▶ _Available data_:
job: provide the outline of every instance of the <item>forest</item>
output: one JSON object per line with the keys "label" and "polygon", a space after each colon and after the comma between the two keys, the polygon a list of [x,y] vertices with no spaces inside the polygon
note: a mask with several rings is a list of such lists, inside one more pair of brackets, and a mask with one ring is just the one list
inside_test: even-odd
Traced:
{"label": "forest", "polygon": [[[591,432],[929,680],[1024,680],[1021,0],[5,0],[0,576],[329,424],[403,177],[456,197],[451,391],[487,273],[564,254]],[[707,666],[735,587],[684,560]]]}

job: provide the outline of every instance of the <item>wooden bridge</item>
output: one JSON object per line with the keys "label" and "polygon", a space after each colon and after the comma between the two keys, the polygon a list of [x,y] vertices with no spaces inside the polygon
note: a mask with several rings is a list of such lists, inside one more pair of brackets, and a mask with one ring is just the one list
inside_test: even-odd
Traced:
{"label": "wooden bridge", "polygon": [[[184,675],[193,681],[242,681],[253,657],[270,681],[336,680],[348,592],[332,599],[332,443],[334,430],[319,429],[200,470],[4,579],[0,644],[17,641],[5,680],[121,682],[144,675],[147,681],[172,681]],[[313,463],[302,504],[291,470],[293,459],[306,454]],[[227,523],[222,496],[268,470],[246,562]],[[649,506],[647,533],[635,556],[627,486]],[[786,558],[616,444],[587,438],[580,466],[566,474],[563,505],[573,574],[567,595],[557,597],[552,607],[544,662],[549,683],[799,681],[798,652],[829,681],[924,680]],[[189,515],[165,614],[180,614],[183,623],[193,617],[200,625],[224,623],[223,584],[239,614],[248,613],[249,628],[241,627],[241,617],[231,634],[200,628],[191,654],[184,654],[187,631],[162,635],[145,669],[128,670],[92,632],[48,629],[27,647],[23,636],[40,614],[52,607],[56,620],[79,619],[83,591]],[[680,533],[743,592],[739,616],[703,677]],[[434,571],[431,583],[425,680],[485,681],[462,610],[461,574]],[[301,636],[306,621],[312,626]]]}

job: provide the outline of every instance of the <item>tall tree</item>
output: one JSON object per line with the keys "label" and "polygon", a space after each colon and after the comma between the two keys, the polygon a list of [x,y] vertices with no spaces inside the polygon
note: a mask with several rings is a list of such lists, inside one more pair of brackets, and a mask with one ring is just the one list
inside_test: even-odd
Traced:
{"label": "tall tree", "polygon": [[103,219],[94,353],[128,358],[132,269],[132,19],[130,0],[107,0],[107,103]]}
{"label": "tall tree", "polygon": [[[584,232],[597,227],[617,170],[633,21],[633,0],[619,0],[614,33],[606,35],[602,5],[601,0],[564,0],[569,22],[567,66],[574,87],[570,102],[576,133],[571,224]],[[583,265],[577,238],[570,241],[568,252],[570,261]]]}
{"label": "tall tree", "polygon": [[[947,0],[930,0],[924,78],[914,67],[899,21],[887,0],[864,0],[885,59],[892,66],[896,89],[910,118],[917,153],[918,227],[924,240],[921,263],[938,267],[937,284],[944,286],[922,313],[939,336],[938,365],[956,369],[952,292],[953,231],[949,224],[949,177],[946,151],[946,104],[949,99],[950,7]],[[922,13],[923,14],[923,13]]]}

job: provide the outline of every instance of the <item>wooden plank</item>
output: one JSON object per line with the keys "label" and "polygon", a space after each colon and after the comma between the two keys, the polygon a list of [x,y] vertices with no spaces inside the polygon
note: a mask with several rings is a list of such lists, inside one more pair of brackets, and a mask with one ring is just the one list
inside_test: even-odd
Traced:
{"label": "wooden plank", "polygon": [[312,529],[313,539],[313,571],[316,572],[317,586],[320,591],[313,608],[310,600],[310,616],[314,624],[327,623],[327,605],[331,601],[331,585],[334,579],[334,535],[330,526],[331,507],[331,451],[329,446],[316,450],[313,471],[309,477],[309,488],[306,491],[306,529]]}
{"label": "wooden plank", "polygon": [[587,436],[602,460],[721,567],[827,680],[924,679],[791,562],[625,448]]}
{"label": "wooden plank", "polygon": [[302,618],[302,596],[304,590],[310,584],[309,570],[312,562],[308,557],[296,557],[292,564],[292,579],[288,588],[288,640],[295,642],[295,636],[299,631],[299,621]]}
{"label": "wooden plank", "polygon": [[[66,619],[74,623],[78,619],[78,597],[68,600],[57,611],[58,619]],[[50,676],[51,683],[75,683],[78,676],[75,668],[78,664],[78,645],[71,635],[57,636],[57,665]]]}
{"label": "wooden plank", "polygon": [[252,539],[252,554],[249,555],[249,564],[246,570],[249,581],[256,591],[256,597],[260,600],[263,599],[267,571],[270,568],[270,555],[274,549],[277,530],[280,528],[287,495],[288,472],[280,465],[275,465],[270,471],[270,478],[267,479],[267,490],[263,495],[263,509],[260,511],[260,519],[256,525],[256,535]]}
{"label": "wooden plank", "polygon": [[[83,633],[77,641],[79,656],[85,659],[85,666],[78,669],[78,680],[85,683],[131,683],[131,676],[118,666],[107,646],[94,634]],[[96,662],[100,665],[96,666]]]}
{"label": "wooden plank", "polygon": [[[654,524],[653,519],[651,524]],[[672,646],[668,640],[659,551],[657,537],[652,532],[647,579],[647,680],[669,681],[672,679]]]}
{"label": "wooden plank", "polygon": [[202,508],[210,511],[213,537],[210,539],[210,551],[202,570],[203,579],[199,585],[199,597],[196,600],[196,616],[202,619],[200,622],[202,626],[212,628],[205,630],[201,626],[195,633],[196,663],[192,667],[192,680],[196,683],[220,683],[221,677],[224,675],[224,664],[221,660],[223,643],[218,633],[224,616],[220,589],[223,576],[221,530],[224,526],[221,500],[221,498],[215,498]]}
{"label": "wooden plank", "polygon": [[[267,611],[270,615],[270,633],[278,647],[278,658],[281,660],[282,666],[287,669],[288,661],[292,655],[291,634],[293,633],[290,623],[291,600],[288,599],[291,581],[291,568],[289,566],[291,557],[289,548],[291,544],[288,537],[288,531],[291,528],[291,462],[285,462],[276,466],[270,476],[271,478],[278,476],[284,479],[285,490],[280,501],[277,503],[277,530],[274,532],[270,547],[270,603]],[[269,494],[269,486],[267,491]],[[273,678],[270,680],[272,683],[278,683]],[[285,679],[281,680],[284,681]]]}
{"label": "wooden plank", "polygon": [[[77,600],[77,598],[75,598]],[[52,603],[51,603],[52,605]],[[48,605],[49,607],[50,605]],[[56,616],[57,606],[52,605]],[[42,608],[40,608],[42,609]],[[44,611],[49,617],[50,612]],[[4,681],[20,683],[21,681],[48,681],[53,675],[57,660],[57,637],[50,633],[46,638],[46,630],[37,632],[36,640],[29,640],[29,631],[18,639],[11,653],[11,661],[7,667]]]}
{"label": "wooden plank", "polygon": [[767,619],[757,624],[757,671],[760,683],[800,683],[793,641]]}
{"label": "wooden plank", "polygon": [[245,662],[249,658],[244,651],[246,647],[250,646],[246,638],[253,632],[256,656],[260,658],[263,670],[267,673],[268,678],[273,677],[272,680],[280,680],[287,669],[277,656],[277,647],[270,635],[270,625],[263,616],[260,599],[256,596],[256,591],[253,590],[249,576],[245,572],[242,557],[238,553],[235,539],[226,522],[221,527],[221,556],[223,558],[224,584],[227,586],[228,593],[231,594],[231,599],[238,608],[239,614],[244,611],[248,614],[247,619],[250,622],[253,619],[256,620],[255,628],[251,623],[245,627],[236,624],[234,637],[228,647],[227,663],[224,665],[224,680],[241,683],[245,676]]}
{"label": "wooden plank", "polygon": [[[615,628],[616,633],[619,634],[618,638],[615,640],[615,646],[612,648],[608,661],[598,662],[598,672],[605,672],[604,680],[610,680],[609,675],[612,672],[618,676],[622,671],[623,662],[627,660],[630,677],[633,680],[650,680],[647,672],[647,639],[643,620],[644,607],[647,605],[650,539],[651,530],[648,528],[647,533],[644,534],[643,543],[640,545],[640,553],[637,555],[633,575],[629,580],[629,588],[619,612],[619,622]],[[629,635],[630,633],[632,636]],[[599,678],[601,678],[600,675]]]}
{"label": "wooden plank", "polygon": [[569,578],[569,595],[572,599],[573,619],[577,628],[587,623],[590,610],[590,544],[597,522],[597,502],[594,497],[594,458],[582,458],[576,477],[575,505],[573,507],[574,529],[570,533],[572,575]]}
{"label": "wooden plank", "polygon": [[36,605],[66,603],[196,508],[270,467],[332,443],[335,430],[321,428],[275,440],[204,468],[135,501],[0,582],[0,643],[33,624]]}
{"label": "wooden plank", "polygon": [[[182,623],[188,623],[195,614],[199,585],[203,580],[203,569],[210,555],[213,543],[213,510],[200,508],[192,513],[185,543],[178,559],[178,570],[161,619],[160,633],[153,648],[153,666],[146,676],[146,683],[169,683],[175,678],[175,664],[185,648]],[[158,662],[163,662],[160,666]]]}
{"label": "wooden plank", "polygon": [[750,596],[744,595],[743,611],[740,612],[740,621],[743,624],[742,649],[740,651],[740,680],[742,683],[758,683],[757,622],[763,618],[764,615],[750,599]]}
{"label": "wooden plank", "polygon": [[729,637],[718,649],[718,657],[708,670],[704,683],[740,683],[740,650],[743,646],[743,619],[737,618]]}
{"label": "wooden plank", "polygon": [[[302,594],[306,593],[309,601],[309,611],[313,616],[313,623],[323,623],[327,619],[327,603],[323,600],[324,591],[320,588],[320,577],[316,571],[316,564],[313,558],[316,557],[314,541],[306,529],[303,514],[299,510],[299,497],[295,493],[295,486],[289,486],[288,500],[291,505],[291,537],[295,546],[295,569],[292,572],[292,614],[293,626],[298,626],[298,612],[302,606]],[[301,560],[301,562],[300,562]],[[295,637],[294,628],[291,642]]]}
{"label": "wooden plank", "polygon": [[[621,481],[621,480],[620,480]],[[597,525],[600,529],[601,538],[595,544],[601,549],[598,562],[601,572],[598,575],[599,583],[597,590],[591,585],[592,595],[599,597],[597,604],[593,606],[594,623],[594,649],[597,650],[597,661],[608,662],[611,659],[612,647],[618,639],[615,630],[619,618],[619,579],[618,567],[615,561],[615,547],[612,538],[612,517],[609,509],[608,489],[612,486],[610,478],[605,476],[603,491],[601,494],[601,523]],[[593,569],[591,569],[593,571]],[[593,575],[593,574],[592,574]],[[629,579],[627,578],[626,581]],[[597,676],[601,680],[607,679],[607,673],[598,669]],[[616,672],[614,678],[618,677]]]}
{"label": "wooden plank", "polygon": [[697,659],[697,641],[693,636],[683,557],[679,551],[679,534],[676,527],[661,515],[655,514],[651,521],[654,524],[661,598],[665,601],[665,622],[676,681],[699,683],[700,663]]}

▶ _Task brief_: Which lines in the data hold the string "provide"? Copy each of them.

▶ _Solution below_:
job: provide the outline of every instance of the <item>forest</item>
job: provide the outline of every instance of the <item>wooden bridge</item>
job: provide the outline of every instance of the <item>tall tree</item>
job: provide the outline of every instance of the <item>wooden plank</item>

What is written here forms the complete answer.